*Given records*.
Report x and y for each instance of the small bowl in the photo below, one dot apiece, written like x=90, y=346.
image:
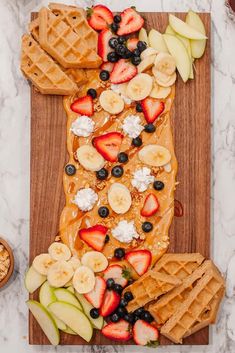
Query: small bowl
x=10, y=270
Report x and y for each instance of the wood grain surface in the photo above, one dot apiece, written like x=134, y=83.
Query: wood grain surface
x=191, y=126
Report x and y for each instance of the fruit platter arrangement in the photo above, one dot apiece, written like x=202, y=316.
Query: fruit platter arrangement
x=108, y=269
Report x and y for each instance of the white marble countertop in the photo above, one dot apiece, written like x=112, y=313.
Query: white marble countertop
x=14, y=169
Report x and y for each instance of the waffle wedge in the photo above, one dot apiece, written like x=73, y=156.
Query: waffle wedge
x=42, y=70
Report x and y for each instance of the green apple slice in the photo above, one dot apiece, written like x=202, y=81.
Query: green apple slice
x=184, y=29
x=197, y=46
x=73, y=318
x=180, y=54
x=45, y=321
x=33, y=280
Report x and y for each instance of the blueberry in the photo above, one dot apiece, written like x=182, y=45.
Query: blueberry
x=70, y=169
x=92, y=93
x=117, y=171
x=158, y=185
x=104, y=75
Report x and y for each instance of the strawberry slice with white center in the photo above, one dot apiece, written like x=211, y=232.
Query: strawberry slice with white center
x=94, y=236
x=83, y=106
x=96, y=296
x=119, y=331
x=151, y=206
x=145, y=334
x=110, y=303
x=123, y=71
x=99, y=17
x=108, y=145
x=152, y=108
x=131, y=22
x=140, y=260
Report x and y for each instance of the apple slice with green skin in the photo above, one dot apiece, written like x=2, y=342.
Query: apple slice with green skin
x=73, y=318
x=45, y=321
x=180, y=54
x=33, y=280
x=97, y=323
x=197, y=46
x=184, y=29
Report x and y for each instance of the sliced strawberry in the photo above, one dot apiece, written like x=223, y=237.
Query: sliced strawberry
x=118, y=273
x=108, y=145
x=103, y=44
x=94, y=236
x=152, y=108
x=145, y=334
x=99, y=17
x=83, y=105
x=123, y=71
x=131, y=22
x=140, y=260
x=110, y=303
x=151, y=206
x=96, y=296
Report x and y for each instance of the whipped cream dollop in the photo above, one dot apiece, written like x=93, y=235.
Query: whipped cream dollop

*How to complete this task*. Please retype the records above exactly, but leave out any pictures.

*Expected answer*.
Report x and y for each instance of the small bowl in the photo below, one dot apiece, written like x=90, y=346.
image:
Query: small bowl
x=10, y=270
Report x and y for each instance of the wood grain surface in the photo above, one dot apiece, written like x=134, y=83.
Query: wood grain surface
x=191, y=126
Report x and y for each instance of the fruit platter arrangement in the photo above, one dot apiece, written like x=202, y=316.
Query: fruit platter arrangement
x=108, y=269
Report x and y for each instance of the white marble countertop in the photo above, one dot apiece, written like x=112, y=313.
Query: white marble countertop
x=14, y=169
Report x and y for each instance of the waffle wedge in the photo above, one dot apiece, written like x=73, y=156.
Query: waffle wedge
x=42, y=70
Report x and y for each instance of the green apple slice in the photo above, one dot apiece, written like x=202, y=81.
Query: green apple slice
x=184, y=29
x=197, y=46
x=73, y=318
x=180, y=54
x=45, y=321
x=33, y=280
Report x and y for each instance of the blueberry in the photo above, one dot apiece, written like x=182, y=45.
Query: blueberry
x=70, y=169
x=92, y=93
x=117, y=171
x=158, y=185
x=104, y=75
Report x and y for each instance of the strawberry slice with white center in the photo above, one dot apiece, written like x=211, y=232.
Query: strawberry slice with white center
x=94, y=236
x=83, y=106
x=96, y=296
x=119, y=331
x=151, y=206
x=145, y=334
x=110, y=303
x=123, y=71
x=99, y=17
x=108, y=145
x=152, y=108
x=131, y=22
x=140, y=260
Report x and y for each instance of the apple slice with green skin in the photo above, one dot apiece, written like x=2, y=342.
Query: apple slice with green skin
x=73, y=318
x=45, y=321
x=180, y=54
x=33, y=280
x=97, y=323
x=197, y=46
x=184, y=29
Report x and y for each instance of the sliced strawberry in the photo above, one dot apiece, written like x=223, y=237.
Query: sliced strawberry
x=118, y=273
x=108, y=145
x=103, y=44
x=94, y=236
x=152, y=108
x=145, y=334
x=99, y=17
x=83, y=105
x=123, y=71
x=131, y=22
x=140, y=260
x=110, y=303
x=151, y=206
x=96, y=296
Report x and y for each instance of the whipped cream dollop in the photo above, one dot apiece, written like x=93, y=235.
Query: whipped cream dollop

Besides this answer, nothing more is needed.